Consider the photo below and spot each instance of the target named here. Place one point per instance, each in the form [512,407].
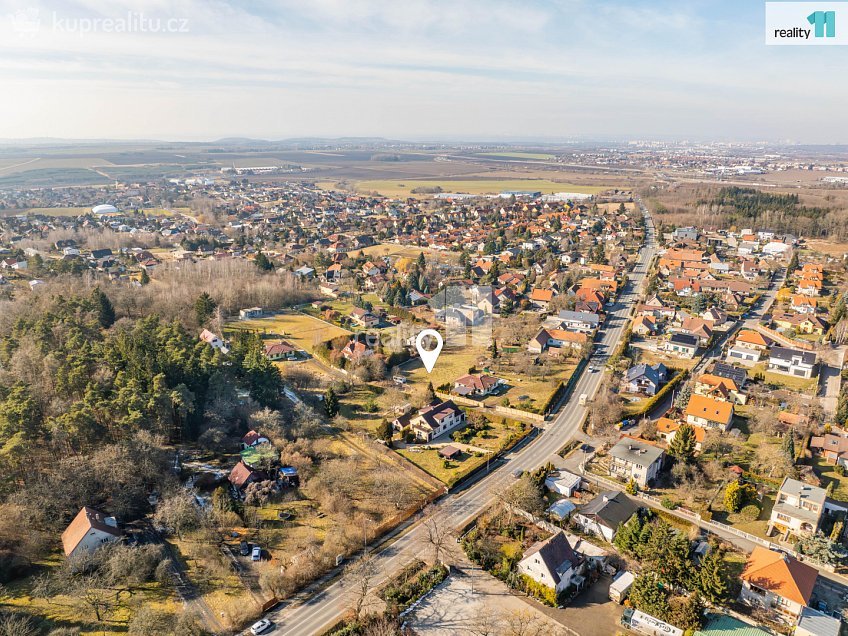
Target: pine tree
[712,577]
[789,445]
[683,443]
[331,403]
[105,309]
────────────────
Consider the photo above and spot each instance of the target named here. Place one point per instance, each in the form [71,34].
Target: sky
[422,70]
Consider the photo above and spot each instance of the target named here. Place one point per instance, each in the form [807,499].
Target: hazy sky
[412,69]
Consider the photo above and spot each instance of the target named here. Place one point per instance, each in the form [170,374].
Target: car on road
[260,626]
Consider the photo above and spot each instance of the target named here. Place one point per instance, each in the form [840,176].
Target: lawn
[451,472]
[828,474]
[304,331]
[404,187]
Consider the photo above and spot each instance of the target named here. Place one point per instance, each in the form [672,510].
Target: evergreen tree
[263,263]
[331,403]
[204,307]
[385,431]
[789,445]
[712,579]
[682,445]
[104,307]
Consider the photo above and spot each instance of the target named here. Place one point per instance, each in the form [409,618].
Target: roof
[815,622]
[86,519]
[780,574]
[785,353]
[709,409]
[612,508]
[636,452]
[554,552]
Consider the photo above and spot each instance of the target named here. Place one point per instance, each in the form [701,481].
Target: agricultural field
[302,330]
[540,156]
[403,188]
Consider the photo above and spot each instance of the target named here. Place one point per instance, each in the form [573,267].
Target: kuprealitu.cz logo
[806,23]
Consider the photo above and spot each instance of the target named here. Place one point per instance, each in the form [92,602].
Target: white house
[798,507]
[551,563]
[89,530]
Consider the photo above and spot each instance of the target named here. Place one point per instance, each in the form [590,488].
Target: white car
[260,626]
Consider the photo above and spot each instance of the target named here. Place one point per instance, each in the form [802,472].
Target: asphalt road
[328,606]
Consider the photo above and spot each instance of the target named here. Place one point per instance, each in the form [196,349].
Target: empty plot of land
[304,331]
────────────────
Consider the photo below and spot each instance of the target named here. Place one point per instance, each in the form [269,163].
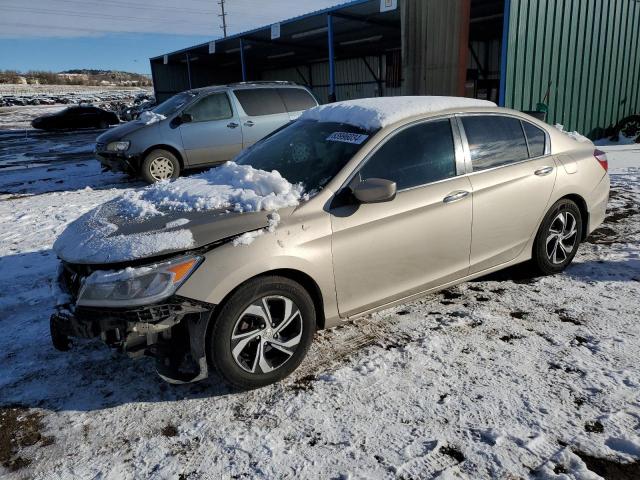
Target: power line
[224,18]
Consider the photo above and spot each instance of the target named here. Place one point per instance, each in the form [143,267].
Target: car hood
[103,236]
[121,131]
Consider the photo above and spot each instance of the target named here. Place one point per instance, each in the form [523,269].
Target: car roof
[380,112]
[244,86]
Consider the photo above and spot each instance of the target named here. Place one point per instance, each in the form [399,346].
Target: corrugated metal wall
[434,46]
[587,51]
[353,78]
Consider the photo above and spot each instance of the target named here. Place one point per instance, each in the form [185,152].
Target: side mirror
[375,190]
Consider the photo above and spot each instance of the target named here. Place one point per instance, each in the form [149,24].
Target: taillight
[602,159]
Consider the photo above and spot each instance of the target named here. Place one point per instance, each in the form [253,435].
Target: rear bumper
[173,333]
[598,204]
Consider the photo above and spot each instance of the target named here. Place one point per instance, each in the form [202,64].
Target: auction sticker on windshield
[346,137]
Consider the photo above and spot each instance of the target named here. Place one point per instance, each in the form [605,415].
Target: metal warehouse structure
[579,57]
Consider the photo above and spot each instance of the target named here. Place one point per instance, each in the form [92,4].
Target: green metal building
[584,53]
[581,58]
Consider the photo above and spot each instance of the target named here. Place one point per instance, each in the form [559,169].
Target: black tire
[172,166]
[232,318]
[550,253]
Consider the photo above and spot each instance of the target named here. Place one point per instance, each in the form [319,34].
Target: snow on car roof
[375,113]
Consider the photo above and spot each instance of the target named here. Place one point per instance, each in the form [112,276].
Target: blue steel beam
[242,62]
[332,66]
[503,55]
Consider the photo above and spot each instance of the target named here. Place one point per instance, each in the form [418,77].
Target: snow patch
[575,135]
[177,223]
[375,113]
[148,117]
────────────────
Pick out and copy every line of the records that contains the string "roof". Case counts, so only lines with matching capitalization qualify.

■ IN RESPONSE ■
Target: roof
Target: car roof
Target: snow on car roof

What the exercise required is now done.